____ Task inputs

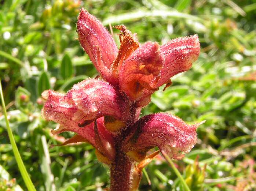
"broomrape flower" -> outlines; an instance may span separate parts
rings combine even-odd
[[[139,115],[159,87],[165,84],[165,89],[171,78],[191,67],[200,52],[198,37],[176,38],[162,46],[140,44],[118,25],[118,50],[100,22],[83,8],[77,27],[80,43],[100,78],[85,79],[66,94],[45,91],[43,116],[59,124],[53,134],[76,133],[64,145],[86,142],[95,147],[99,161],[109,166],[111,191],[136,190],[142,168],[159,153],[147,156],[147,151],[158,146],[180,159],[196,142],[201,123],[189,125],[163,113],[140,119]]]

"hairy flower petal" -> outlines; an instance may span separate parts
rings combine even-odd
[[[120,67],[131,54],[139,48],[139,45],[134,36],[124,25],[118,25],[114,27],[121,31],[119,34],[121,43],[119,50],[112,67],[112,75],[118,84],[118,75]]]
[[[85,80],[74,85],[66,94],[51,90],[44,92],[43,97],[47,100],[42,115],[60,124],[54,133],[73,131],[91,143],[94,137],[92,122],[105,115],[122,119],[120,109],[122,100],[118,95],[112,86],[103,81]]]
[[[162,65],[158,44],[145,43],[131,55],[120,68],[119,83],[121,91],[132,101],[143,97],[145,89],[155,91],[153,86]]]
[[[203,121],[202,123],[203,123]],[[175,159],[189,152],[197,142],[197,127],[174,116],[159,113],[146,116],[132,127],[123,145],[127,152],[149,150],[156,146]]]
[[[169,83],[170,78],[191,68],[200,53],[198,36],[195,34],[173,39],[161,46],[160,50],[164,63],[156,87]]]
[[[43,93],[47,100],[42,110],[42,115],[48,120],[53,121],[59,125],[52,132],[58,134],[64,131],[73,131],[95,145],[94,124],[89,124],[84,128],[78,126],[78,122],[73,120],[74,113],[79,112],[76,107],[67,101],[65,94],[51,90]]]
[[[77,23],[80,43],[102,77],[111,80],[111,65],[117,55],[114,39],[101,22],[82,8]]]

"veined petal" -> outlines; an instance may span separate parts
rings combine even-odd
[[[110,116],[122,120],[121,109],[124,103],[119,93],[110,84],[96,79],[84,80],[74,85],[66,94],[80,111],[83,111],[83,121],[94,121],[105,116]],[[80,119],[78,114],[74,119]]]
[[[132,127],[123,145],[127,152],[145,150],[157,146],[170,157],[180,159],[197,142],[197,127],[201,123],[190,126],[172,115],[159,113],[146,116]]]
[[[158,44],[146,43],[134,52],[120,68],[121,90],[133,101],[143,97],[145,89],[155,91],[154,84],[163,64]]]
[[[115,82],[118,84],[118,76],[120,67],[124,61],[131,54],[139,48],[139,45],[135,37],[124,25],[118,25],[115,28],[121,31],[119,34],[121,45],[117,56],[112,66],[113,76],[116,79]]]
[[[73,131],[82,136],[93,145],[95,145],[93,123],[84,128],[79,127],[78,121],[73,120],[74,115],[79,112],[68,101],[65,94],[51,90],[44,91],[43,94],[43,97],[47,98],[42,110],[43,117],[59,124],[57,128],[52,131],[53,134]]]
[[[102,77],[109,80],[110,67],[118,51],[114,39],[101,22],[83,8],[78,19],[77,31],[82,46]]]
[[[54,132],[74,131],[91,142],[94,138],[92,122],[105,115],[120,120],[122,119],[120,109],[123,106],[122,101],[118,95],[105,82],[86,79],[74,85],[66,94],[51,90],[44,92],[43,97],[47,100],[42,115],[60,124],[59,128]]]
[[[169,82],[170,78],[191,68],[200,53],[198,36],[195,34],[173,39],[161,46],[160,50],[164,63],[156,87]]]

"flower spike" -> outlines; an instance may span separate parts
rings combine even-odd
[[[101,77],[85,80],[66,94],[45,91],[42,116],[59,124],[54,134],[76,133],[63,145],[86,142],[95,147],[98,160],[109,166],[110,190],[137,190],[143,168],[158,154],[147,156],[150,149],[158,146],[165,157],[180,159],[196,143],[196,128],[204,121],[189,125],[164,113],[139,116],[154,91],[166,84],[164,90],[171,77],[197,59],[198,37],[141,45],[125,26],[117,25],[118,50],[102,24],[84,8],[77,26],[80,43]]]

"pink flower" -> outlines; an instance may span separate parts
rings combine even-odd
[[[45,91],[42,113],[59,124],[54,134],[77,134],[68,143],[83,140],[94,146],[99,160],[110,165],[111,190],[121,189],[118,179],[128,183],[122,186],[126,191],[137,186],[131,183],[132,176],[139,179],[136,184],[140,180],[139,171],[131,174],[134,162],[142,161],[136,169],[141,169],[158,154],[146,157],[151,149],[157,146],[180,159],[195,144],[196,129],[201,123],[190,126],[164,113],[139,118],[154,91],[163,85],[169,86],[171,78],[191,67],[200,44],[194,35],[162,46],[152,42],[140,45],[124,26],[115,27],[121,31],[119,50],[101,23],[81,10],[77,22],[79,41],[102,79],[85,80],[65,94]]]

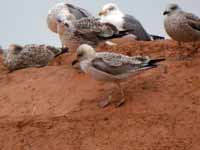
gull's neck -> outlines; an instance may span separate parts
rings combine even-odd
[[[110,12],[106,16],[101,17],[101,22],[102,23],[111,23],[117,27],[118,30],[123,31],[123,17],[125,15],[119,11],[115,10],[113,12]]]

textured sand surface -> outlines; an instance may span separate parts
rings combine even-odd
[[[0,65],[2,150],[198,150],[200,149],[200,55],[177,60],[190,45],[173,41],[115,40],[98,50],[167,58],[123,86],[127,102],[98,108],[117,87],[74,70],[74,55],[50,66],[7,73]]]

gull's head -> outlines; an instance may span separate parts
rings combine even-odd
[[[76,51],[77,59],[79,61],[94,58],[95,57],[95,50],[92,46],[88,44],[82,44]]]
[[[165,11],[163,12],[163,15],[170,16],[179,11],[181,11],[181,8],[177,4],[169,4],[165,9]]]
[[[68,14],[65,16],[57,16],[57,22],[58,24],[64,25],[67,28],[74,28],[74,23],[76,21],[75,16]]]
[[[108,3],[104,5],[99,12],[99,16],[108,16],[108,15],[114,15],[119,14],[121,11],[119,10],[118,6],[114,3]]]
[[[18,54],[19,52],[21,52],[22,49],[23,47],[17,44],[11,44],[8,46],[8,51],[12,54]]]

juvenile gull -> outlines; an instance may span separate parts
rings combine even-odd
[[[52,32],[59,35],[62,47],[69,47],[69,43],[72,43],[73,45],[73,42],[75,42],[71,39],[71,36],[73,36],[73,34],[71,32],[72,29],[70,28],[70,26],[72,25],[66,24],[68,25],[68,28],[66,28],[66,26],[64,26],[63,24],[58,23],[58,18],[60,21],[64,21],[68,18],[79,20],[84,17],[92,17],[92,15],[87,10],[74,6],[72,4],[58,3],[49,10],[47,16],[47,25]]]
[[[77,49],[77,59],[73,61],[72,65],[80,63],[81,70],[92,78],[116,83],[121,92],[121,99],[116,106],[121,106],[125,102],[125,96],[120,81],[142,70],[155,68],[157,63],[163,60],[142,56],[129,57],[110,52],[95,52],[91,46],[83,44]],[[108,103],[109,100],[101,103],[100,106],[105,107]]]
[[[66,28],[69,28],[68,25],[70,24],[71,38],[80,44],[87,43],[96,46],[99,42],[127,35],[127,31],[119,32],[113,24],[101,23],[99,19],[94,17],[82,18],[80,20],[69,17],[63,21],[58,19],[58,22],[66,26]],[[63,32],[64,40],[68,34],[66,31]]]
[[[110,23],[119,31],[129,30],[136,40],[150,41],[151,39],[164,39],[164,37],[149,35],[142,24],[133,16],[124,14],[116,4],[108,3],[99,12],[101,22]]]
[[[163,15],[165,15],[165,30],[172,39],[179,45],[182,42],[194,42],[193,45],[196,47],[195,43],[200,41],[199,17],[183,11],[177,4],[169,4]]]
[[[67,48],[58,49],[45,45],[25,45],[24,47],[11,44],[8,50],[4,51],[4,64],[9,71],[27,67],[43,67],[55,57],[67,52]]]

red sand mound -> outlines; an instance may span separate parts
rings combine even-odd
[[[177,60],[190,45],[172,41],[115,40],[98,50],[166,57],[156,69],[124,82],[127,102],[97,107],[114,89],[74,70],[74,56],[44,68],[7,73],[0,66],[0,149],[5,150],[198,150],[200,59]]]

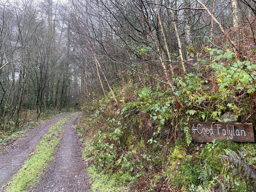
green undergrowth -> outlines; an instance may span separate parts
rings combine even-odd
[[[221,116],[228,112],[255,124],[256,65],[228,50],[207,47],[198,57],[193,73],[172,79],[182,107],[166,85],[142,87],[132,79],[113,88],[117,103],[109,92],[80,101],[85,112],[76,129],[84,156],[92,178],[105,175],[102,182],[92,178],[94,191],[256,190],[255,143],[191,143],[189,125],[227,122]],[[103,180],[115,182],[104,188]]]
[[[44,168],[52,159],[53,153],[60,140],[62,127],[76,114],[64,117],[51,127],[30,157],[8,184],[9,191],[23,191],[36,183]]]
[[[27,117],[25,120],[25,118],[21,119],[22,122],[20,128],[14,130],[13,128],[14,122],[9,121],[8,124],[2,124],[0,131],[0,145],[4,145],[8,142],[12,141],[20,137],[28,131],[39,124],[51,119],[58,116],[64,114],[65,113],[56,113],[54,111],[48,111],[43,112],[39,119],[36,120],[35,116],[35,112],[33,111],[27,112]],[[4,128],[4,127],[5,127]],[[4,130],[5,130],[5,131]]]

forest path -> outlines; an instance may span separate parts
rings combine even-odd
[[[54,158],[29,191],[90,191],[89,176],[83,160],[82,148],[77,140],[75,125],[80,114],[70,119],[64,126],[61,138]]]
[[[20,168],[51,126],[69,114],[60,116],[39,125],[21,140],[0,152],[0,188]]]

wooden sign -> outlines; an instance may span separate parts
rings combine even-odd
[[[255,141],[252,123],[191,122],[189,126],[192,142],[211,142],[214,139],[237,142]]]

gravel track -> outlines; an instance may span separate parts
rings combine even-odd
[[[0,188],[20,168],[51,126],[69,114],[60,115],[40,124],[0,153]],[[1,188],[0,191],[3,188]]]
[[[54,157],[45,170],[45,174],[29,191],[91,191],[89,176],[82,156],[80,143],[75,130],[78,114],[63,127],[62,134]]]

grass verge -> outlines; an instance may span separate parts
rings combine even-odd
[[[31,157],[28,158],[8,184],[10,192],[21,191],[34,185],[42,171],[51,161],[60,138],[62,127],[74,113],[65,117],[52,126],[43,137]]]
[[[34,113],[35,112],[34,112]],[[52,111],[48,112],[45,114],[43,113],[37,120],[34,117],[28,118],[27,120],[27,121],[29,121],[28,122],[25,122],[23,124],[21,125],[20,128],[14,132],[11,128],[9,128],[10,130],[5,132],[4,132],[3,130],[0,131],[0,151],[2,148],[6,145],[6,144],[8,145],[8,143],[12,142],[13,140],[19,139],[28,131],[39,124],[65,113],[56,113]],[[30,115],[32,116],[32,115]]]

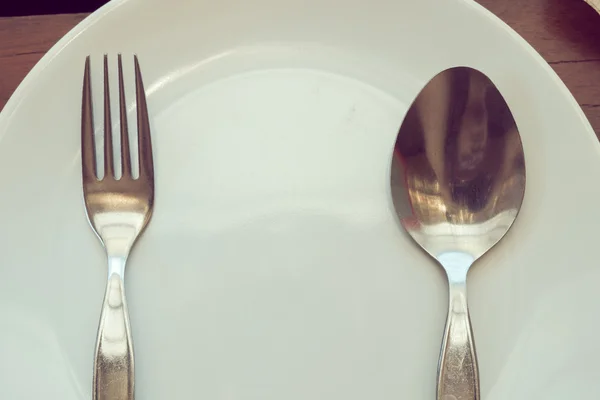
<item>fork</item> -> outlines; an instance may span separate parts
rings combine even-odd
[[[139,176],[132,173],[127,130],[123,64],[118,56],[121,177],[116,178],[110,115],[108,56],[104,56],[104,174],[96,168],[90,57],[85,61],[81,113],[81,164],[85,210],[108,258],[108,282],[100,314],[94,359],[92,398],[132,400],[134,357],[125,301],[125,264],[150,221],[154,204],[154,166],[150,123],[142,74],[134,56]]]

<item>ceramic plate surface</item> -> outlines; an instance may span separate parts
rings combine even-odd
[[[455,65],[496,83],[527,163],[519,218],[469,275],[482,398],[600,398],[600,147],[542,58],[464,0],[122,0],[68,33],[0,114],[0,398],[91,398],[107,268],[81,87],[91,54],[100,115],[119,52],[129,82],[140,59],[156,168],[126,279],[138,399],[435,398],[446,280],[389,165]]]

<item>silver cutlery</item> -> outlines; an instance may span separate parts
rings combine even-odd
[[[150,123],[142,74],[134,57],[139,176],[134,178],[127,131],[127,110],[121,55],[118,56],[121,176],[113,155],[108,58],[104,56],[104,171],[97,171],[94,145],[90,58],[85,62],[81,116],[83,197],[92,229],[108,258],[108,282],[100,315],[92,397],[94,400],[134,398],[134,357],[125,301],[127,257],[148,224],[154,204],[154,167]]]
[[[391,170],[402,226],[446,271],[438,400],[478,400],[467,273],[515,221],[525,194],[519,131],[502,95],[467,67],[436,75],[400,127]]]

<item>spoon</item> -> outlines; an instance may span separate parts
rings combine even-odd
[[[391,188],[402,226],[448,278],[437,399],[479,400],[467,272],[508,232],[525,193],[519,131],[486,75],[450,68],[421,90],[396,139]]]

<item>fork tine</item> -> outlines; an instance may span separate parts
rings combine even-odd
[[[150,121],[148,119],[148,105],[146,104],[146,93],[140,71],[140,63],[137,55],[133,56],[135,62],[135,94],[137,102],[137,125],[138,125],[138,154],[140,162],[140,178],[154,177],[154,164],[152,161],[152,141],[150,138]]]
[[[119,54],[119,116],[121,121],[121,168],[124,178],[131,178],[131,155],[129,150],[129,131],[127,129],[127,104],[125,103],[125,84],[123,83],[123,62]]]
[[[85,59],[83,96],[81,101],[81,166],[84,183],[97,180],[96,146],[94,143],[94,112],[90,82],[90,56]]]
[[[108,56],[104,55],[104,178],[114,178],[115,168],[112,146],[112,119],[110,116],[110,84],[108,82]]]

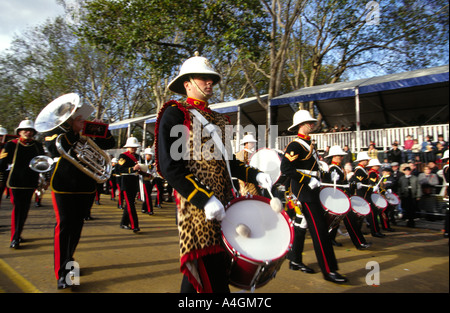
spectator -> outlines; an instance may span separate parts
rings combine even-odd
[[[353,162],[353,153],[350,151],[350,148],[348,145],[344,146],[344,152],[347,154],[344,155],[344,158],[342,159],[342,164],[352,163]]]
[[[437,174],[432,172],[432,167],[426,165],[423,168],[423,173],[419,174],[419,184],[423,195],[431,195],[435,193],[435,186],[439,184]]]
[[[422,161],[424,163],[434,161],[436,156],[434,154],[435,146],[433,144],[433,137],[428,135],[425,137],[425,141],[422,142]]]
[[[405,161],[408,162],[410,160],[413,160],[413,149],[414,146],[414,140],[412,139],[411,135],[406,136],[405,141],[403,142],[403,149],[405,153]]]
[[[375,148],[375,144],[371,143],[369,145],[367,154],[370,156],[371,159],[378,159],[378,150]]]
[[[353,176],[353,166],[351,162],[344,163],[344,172],[345,176],[347,177],[347,180],[350,181],[350,178]]]
[[[414,144],[411,148],[411,151],[412,151],[413,157],[414,157],[413,160],[416,160],[417,157],[419,157],[419,161],[420,161],[420,150],[422,149],[422,145],[419,143],[419,140],[417,140],[417,139],[413,139],[413,141],[414,141]]]
[[[402,163],[402,151],[398,148],[397,143],[392,144],[392,148],[387,152],[387,157],[391,163]]]
[[[409,166],[411,168],[411,174],[414,176],[419,176],[420,172],[419,169],[416,166],[416,162],[414,162],[413,160],[409,161],[407,166]]]
[[[417,201],[421,196],[419,180],[416,176],[411,175],[411,168],[404,168],[404,175],[398,182],[398,195],[400,196],[403,218],[407,220],[406,226],[414,227],[414,218],[416,217]]]
[[[400,180],[400,177],[402,177],[404,174],[403,174],[403,172],[401,172],[399,170],[400,165],[398,164],[398,162],[393,162],[391,164],[391,168],[392,168],[392,177],[395,180],[395,186],[397,186],[398,185],[398,181]],[[397,193],[397,187],[392,188],[392,191],[394,193]]]
[[[444,151],[448,149],[448,142],[444,140],[444,135],[438,135],[438,141],[435,142],[435,146],[437,146],[438,143],[442,144],[442,146],[444,147]]]
[[[447,148],[445,148],[444,143],[441,141],[436,142],[436,150],[434,151],[436,163],[442,163],[441,159],[444,156],[445,150]]]

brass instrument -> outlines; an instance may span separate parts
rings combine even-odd
[[[35,121],[35,129],[45,133],[62,128],[62,125],[72,117],[81,115],[86,119],[94,111],[94,107],[88,103],[81,102],[76,93],[65,94],[50,102],[38,115]],[[65,151],[61,144],[60,134],[55,141],[56,149],[61,157],[70,161],[83,173],[93,178],[97,183],[103,183],[109,179],[112,173],[111,160],[95,142],[87,136],[80,136],[80,139],[69,150]],[[75,155],[76,157],[72,156]]]
[[[52,169],[54,161],[46,155],[38,155],[31,159],[29,167],[38,173],[45,173]]]

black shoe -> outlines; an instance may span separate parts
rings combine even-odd
[[[303,273],[307,273],[307,274],[315,273],[315,271],[312,268],[306,266],[303,263],[297,264],[294,262],[289,262],[289,269],[293,270],[293,271],[302,271]]]
[[[346,283],[348,280],[338,272],[330,272],[328,274],[323,275],[325,280],[331,281],[333,283],[337,284],[343,284]]]
[[[11,241],[11,244],[9,245],[10,248],[13,249],[17,249],[20,246],[20,241],[19,240],[13,240]]]
[[[356,247],[358,250],[366,250],[369,248],[372,244],[371,243],[362,243],[359,246]]]
[[[336,240],[331,240],[331,244],[336,247],[342,247],[342,243],[337,242]]]

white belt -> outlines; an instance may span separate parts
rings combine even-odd
[[[300,172],[300,173],[303,173],[303,174],[306,174],[306,175],[310,175],[310,176],[320,177],[319,171],[309,171],[309,170],[297,169],[297,172]]]

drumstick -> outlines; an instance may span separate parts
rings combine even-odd
[[[266,190],[269,192],[270,195],[270,207],[272,208],[272,210],[275,211],[275,213],[280,213],[281,209],[282,209],[282,205],[281,205],[281,201],[278,198],[275,198],[272,195],[272,191],[270,190],[270,188],[266,188]]]
[[[342,187],[342,188],[350,188],[350,185],[338,185],[338,184],[328,184],[328,183],[320,183],[321,186],[331,186],[331,187]]]

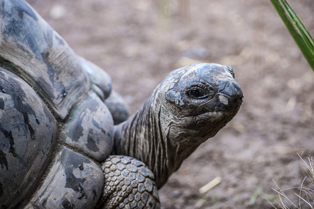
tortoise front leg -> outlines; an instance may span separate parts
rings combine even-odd
[[[104,191],[100,208],[160,208],[154,174],[141,161],[111,155],[102,164]]]

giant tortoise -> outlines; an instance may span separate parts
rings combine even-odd
[[[0,4],[1,208],[157,208],[157,189],[238,111],[230,67],[174,70],[127,108],[23,0]]]

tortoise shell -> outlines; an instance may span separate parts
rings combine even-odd
[[[0,24],[2,208],[93,208],[113,146],[110,78],[24,1],[1,1]]]

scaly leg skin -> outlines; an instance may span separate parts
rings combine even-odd
[[[141,161],[111,155],[102,165],[104,187],[100,208],[160,208],[154,174]]]

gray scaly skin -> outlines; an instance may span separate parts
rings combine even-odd
[[[141,109],[115,126],[113,153],[143,162],[160,188],[235,116],[242,98],[230,67],[201,63],[173,71]]]
[[[0,1],[1,208],[159,208],[157,187],[240,108],[232,69],[197,64],[114,127],[128,109],[109,75],[26,1]]]

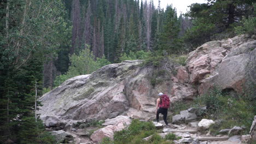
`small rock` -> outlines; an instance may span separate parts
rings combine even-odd
[[[256,116],[254,116],[249,134],[252,135],[252,140],[256,141]]]
[[[208,144],[208,141],[200,142],[200,144]]]
[[[172,123],[176,124],[181,124],[185,122],[185,117],[181,115],[176,115],[172,117]]]
[[[86,128],[87,127],[87,124],[86,124],[85,123],[82,123],[81,124],[79,125],[79,128],[80,129],[83,129],[84,128]]]
[[[208,133],[206,134],[206,136],[210,136],[211,135],[211,131],[209,130]]]
[[[175,144],[181,143],[179,143],[179,142],[177,140],[174,140],[174,141],[173,141],[173,142],[174,142]]]
[[[193,122],[197,118],[196,114],[189,112],[188,110],[181,111],[180,114],[182,117],[185,117],[185,122],[186,123]]]
[[[241,136],[234,135],[229,137],[229,139],[228,140],[234,142],[237,142],[238,143],[241,142]]]
[[[188,112],[189,112],[190,113],[196,113],[196,111],[198,111],[198,109],[194,108],[194,107],[191,107],[191,108],[188,109]]]
[[[163,133],[167,133],[167,132],[171,132],[171,129],[170,128],[165,128],[162,130]]]
[[[175,133],[174,134],[177,136],[181,136],[182,138],[189,138],[191,137],[190,135],[188,133]]]
[[[179,128],[182,127],[181,125],[177,125],[177,124],[172,124],[172,125],[175,128]]]
[[[178,130],[183,130],[183,129],[185,129],[187,128],[187,127],[186,126],[183,126],[183,127],[179,127],[178,128]]]
[[[222,134],[226,134],[231,129],[222,129],[219,131],[219,133]]]
[[[193,139],[191,144],[200,144],[199,140],[197,139]]]
[[[190,122],[189,123],[188,125],[190,127],[194,127],[194,128],[196,128],[197,127],[197,124],[199,123],[199,122]]]
[[[152,137],[152,136],[153,136],[153,135],[150,135],[150,136],[148,136],[147,137],[145,137],[145,138],[143,139],[142,140],[147,141],[150,140],[151,139],[151,137]]]
[[[237,126],[235,126],[230,130],[229,130],[229,135],[230,136],[238,135],[242,131],[242,130],[243,129]]]
[[[184,138],[179,140],[179,142],[182,143],[190,143],[192,142],[192,139],[189,138]]]
[[[155,127],[156,128],[156,129],[161,129],[164,127],[164,124],[160,123],[158,123],[156,122],[153,122],[154,125],[155,125]]]
[[[201,121],[198,123],[198,127],[200,129],[206,130],[210,128],[210,126],[212,124],[214,124],[214,122],[211,119],[202,119]]]
[[[252,136],[251,135],[242,135],[241,137],[241,141],[243,144],[251,143]]]

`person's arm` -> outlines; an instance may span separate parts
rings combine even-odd
[[[155,111],[158,111],[158,107],[159,107],[159,101],[160,101],[160,99],[158,98],[156,100],[156,107],[155,107]]]

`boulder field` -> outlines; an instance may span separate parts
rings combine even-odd
[[[78,122],[118,116],[153,120],[160,92],[172,103],[193,100],[214,86],[242,92],[246,82],[256,80],[255,47],[256,40],[245,35],[207,42],[189,54],[185,66],[161,74],[155,85],[152,82],[155,67],[143,65],[143,60],[110,64],[69,79],[45,94],[38,113],[46,127],[65,131]],[[158,69],[166,69],[164,64]],[[107,127],[113,130],[114,126]]]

________

[What is asked] Pull out each line in the rows above that contains the word "flower", and copy those lines unchanged.

[Exercise output]
"broomrape flower" -> outlines; an instance may span separate parts
"hairy flower petal" -> outlines; an instance may span separate parts
"flower spike" -> outlines; an instance may span separate parts
"pink flower" -> outlines; an instance may span separate parts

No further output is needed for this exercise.